**Records contained in a dataset**
====
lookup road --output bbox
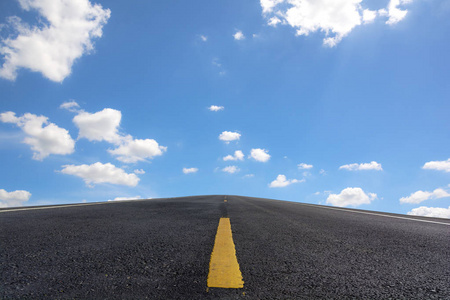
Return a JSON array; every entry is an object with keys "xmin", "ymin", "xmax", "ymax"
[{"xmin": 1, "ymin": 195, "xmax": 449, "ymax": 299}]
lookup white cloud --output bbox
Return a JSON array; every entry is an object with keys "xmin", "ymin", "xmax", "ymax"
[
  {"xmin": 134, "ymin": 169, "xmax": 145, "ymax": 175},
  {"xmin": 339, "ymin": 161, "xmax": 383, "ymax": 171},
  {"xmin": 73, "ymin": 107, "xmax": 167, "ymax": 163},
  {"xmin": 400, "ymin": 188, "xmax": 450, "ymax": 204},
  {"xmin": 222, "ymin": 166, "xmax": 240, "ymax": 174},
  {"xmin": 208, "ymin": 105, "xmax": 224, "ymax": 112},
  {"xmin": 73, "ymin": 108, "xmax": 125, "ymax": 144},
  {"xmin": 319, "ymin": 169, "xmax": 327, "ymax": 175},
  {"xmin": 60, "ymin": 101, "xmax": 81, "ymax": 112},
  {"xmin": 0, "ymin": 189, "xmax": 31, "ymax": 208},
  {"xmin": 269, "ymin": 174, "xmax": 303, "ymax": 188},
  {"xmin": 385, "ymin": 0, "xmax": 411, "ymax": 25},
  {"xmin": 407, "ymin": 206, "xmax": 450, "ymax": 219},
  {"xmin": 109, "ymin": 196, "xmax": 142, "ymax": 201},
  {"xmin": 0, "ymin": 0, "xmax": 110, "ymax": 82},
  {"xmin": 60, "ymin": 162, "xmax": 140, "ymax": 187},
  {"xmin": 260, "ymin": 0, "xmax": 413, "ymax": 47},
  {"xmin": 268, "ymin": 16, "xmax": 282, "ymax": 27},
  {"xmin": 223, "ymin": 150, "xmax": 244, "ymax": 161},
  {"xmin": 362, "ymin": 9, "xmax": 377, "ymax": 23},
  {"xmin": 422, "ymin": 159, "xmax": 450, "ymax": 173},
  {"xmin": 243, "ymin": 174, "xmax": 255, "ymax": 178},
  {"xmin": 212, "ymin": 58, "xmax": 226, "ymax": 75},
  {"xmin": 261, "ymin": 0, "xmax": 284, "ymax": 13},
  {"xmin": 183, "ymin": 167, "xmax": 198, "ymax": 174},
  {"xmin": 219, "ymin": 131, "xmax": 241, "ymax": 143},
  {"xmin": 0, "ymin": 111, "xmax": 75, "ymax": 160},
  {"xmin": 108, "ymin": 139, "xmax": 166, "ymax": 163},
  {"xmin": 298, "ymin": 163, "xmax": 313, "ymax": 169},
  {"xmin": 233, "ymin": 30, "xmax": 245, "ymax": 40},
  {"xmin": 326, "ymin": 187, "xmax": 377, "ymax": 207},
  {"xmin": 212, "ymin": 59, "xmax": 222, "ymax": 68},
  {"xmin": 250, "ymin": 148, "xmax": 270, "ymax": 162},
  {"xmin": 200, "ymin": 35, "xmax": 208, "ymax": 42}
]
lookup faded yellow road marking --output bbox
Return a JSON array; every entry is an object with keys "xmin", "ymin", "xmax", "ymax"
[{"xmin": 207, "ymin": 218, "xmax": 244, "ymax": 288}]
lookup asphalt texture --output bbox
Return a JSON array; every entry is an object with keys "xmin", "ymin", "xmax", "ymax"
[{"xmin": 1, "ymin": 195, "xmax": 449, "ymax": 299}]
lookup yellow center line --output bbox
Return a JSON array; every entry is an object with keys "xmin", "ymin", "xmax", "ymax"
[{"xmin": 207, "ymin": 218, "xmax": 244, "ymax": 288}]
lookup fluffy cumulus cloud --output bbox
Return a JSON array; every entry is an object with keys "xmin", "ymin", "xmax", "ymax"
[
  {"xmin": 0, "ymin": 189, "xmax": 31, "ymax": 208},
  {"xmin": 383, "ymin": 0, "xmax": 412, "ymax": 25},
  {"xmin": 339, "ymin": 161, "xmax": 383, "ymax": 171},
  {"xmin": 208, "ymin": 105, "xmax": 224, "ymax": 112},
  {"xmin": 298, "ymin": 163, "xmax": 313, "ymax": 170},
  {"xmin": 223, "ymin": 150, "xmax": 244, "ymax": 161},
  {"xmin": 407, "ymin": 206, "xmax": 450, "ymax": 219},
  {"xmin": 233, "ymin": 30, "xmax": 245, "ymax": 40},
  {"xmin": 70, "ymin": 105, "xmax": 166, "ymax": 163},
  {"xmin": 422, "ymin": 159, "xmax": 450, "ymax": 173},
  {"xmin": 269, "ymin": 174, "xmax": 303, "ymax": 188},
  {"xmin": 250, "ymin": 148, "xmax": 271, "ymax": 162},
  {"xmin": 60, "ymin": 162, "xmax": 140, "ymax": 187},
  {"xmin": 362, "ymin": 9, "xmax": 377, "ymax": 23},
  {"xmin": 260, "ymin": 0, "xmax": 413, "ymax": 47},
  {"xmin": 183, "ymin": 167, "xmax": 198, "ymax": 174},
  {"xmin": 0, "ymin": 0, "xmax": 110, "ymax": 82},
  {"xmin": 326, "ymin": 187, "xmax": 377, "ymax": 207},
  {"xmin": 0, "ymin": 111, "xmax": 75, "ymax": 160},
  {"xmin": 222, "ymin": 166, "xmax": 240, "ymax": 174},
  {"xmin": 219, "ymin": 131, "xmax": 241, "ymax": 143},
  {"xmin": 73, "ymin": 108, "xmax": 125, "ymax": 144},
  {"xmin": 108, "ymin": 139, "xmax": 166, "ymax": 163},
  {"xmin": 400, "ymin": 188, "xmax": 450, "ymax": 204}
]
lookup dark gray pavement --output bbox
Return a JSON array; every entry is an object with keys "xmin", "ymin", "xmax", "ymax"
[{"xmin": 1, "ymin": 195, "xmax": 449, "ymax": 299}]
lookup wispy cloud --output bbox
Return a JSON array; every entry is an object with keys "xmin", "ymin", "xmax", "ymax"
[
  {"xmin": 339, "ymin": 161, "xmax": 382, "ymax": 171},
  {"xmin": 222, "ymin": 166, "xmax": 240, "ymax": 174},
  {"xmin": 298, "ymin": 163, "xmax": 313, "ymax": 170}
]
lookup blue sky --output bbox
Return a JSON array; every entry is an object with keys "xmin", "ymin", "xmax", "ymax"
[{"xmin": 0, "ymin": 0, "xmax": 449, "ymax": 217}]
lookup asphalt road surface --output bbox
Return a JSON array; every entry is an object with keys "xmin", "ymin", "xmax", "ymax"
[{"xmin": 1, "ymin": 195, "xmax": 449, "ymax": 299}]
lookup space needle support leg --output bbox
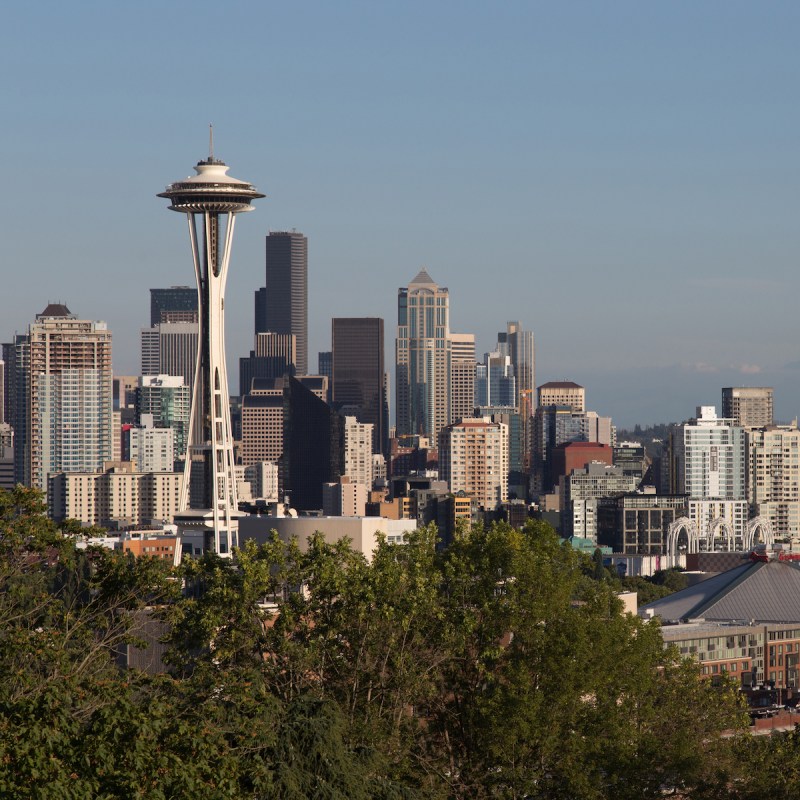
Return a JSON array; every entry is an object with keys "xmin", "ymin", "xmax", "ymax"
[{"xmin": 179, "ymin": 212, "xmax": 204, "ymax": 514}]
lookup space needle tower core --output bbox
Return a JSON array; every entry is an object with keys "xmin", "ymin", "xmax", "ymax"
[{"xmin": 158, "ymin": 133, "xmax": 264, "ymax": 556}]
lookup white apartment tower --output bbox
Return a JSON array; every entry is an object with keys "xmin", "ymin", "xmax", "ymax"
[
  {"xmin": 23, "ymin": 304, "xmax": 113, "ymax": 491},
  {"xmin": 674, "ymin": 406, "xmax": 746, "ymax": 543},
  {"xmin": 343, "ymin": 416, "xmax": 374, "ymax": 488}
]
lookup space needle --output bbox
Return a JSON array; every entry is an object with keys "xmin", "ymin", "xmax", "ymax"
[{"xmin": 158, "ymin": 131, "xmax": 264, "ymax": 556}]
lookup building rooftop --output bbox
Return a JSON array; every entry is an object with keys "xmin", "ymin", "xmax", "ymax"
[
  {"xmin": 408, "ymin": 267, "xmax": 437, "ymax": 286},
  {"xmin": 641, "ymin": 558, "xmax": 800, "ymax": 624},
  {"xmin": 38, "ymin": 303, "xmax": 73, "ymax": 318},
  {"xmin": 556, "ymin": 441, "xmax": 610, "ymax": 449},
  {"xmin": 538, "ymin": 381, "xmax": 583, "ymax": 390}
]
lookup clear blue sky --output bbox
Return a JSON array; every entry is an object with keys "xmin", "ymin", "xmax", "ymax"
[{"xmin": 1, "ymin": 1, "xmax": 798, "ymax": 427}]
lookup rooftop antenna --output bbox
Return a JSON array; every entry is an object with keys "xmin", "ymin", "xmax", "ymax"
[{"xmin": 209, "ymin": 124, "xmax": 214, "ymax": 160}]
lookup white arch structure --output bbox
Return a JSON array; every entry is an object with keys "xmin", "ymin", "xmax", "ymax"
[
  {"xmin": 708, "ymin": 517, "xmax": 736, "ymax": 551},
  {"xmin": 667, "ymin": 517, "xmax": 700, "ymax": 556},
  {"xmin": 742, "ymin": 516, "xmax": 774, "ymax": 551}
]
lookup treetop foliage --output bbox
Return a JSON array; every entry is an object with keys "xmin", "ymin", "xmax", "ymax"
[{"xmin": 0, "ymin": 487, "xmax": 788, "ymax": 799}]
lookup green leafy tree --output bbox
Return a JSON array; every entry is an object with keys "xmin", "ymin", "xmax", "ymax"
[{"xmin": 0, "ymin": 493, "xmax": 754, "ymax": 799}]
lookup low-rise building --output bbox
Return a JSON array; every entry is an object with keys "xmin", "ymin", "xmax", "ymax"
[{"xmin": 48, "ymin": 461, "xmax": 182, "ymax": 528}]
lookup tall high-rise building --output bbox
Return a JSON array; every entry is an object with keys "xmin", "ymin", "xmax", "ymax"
====
**TASK REQUIREMENTS**
Return only the lines from the start of the data through the line that contains "lookup white cloud --output bbox", please, copying them exactly and omitting all pictures.

**TASK ANSWER**
lookup road --output bbox
Return a JSON array; every entry is an object with keys "xmin", "ymin", "xmax", "ymax"
[{"xmin": 1, "ymin": 195, "xmax": 449, "ymax": 299}]
lookup white cloud --output bbox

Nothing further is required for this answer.